PROBLEM STATEMENT ▸ Only the pictures are to be left out; please reproduce everything else in the data exactly.

SUPPLIED MATERIAL ▸

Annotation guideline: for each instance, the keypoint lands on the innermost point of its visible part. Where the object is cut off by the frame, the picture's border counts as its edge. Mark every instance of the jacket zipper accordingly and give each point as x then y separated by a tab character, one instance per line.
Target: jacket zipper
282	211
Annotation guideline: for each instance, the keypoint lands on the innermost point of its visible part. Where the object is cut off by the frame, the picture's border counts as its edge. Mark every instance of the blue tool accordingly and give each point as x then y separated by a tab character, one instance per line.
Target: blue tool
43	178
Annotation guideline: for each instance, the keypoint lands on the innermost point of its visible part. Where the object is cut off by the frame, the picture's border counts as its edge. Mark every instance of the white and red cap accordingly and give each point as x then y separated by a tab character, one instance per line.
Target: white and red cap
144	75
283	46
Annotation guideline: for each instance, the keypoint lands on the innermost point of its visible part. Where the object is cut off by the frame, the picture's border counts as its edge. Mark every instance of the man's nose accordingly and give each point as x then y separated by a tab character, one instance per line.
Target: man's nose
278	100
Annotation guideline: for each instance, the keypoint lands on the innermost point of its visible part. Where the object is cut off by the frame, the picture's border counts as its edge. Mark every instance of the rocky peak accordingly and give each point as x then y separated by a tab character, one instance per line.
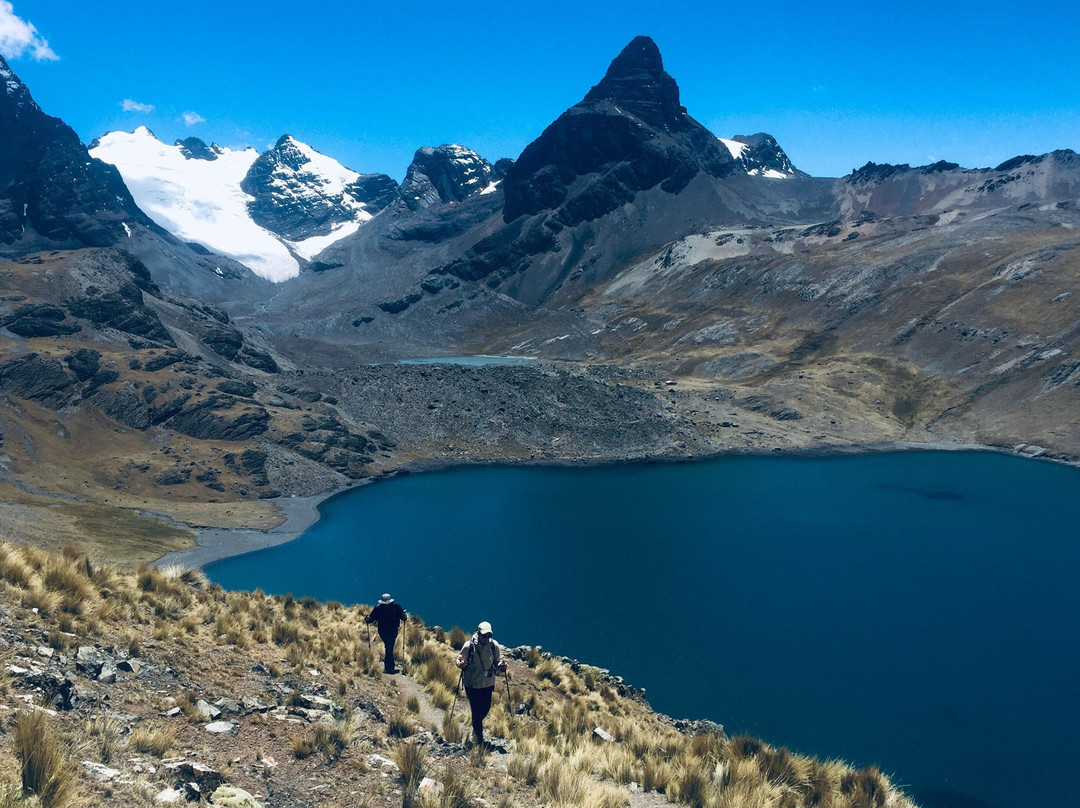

EXPECTED ANSWER ▸
Annotation guideline: for each instance, the keypoint lands on the innermost point of its visible part. Where the object is cut off by the frame, the picture's border counts as its edge. Mark every instance of the jacket zipper accordingly and give each point as x then y separated by a tab character, one instance per line.
Target: jacket zipper
282	211
Annotation guideline: for each instance, the keypoint lands on the innermost point of its visible part. Where the object is cut off by the frame, the picture's border counts as its edge. Mark every instance of the blue tool accordingly and give each point as x then y separated by a tab character, one instance per line.
Target: blue tool
43	178
Annotation guideline: for each instance, the keypoint lands on the innermost point of its visible part. Where the object is cut off by the frame, the picture's border counts as its edge. Mark every instance of the white and red cap accordingly and give each point as x then y separated by a tab character, one instance per line.
Target: white and red cap
144	75
283	46
Annotation guideline: for each instance, the keypoint lands on the innermost point of its visible part. Where the object is cut off by the frame, the picture's border counts as its edge. Mark every instance of the man's nose accordingly and give each point as x then y separated by a tab character, one instance per line.
Target: man's nose
278	100
Annotation guideline: for each instance, the keypoint lands on the innermost point of its visible part. Where the object is cut off by the frame, the picture's border counts as its edge. Mark every instance of the rocky peak accordingly and give each point as x then y separated by a tab character, one instance per line.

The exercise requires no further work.